__Records__
-------
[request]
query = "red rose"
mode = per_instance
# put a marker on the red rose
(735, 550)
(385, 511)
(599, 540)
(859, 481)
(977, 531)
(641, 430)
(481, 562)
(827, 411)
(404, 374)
-------
__Exercise prompt__
The listing above must be transcribed exactly, line by line.

__Response__
[request]
query = "red rose"
mode = per_instance
# put a marker on the red rose
(735, 550)
(385, 511)
(599, 540)
(859, 481)
(977, 531)
(641, 430)
(481, 562)
(827, 411)
(404, 374)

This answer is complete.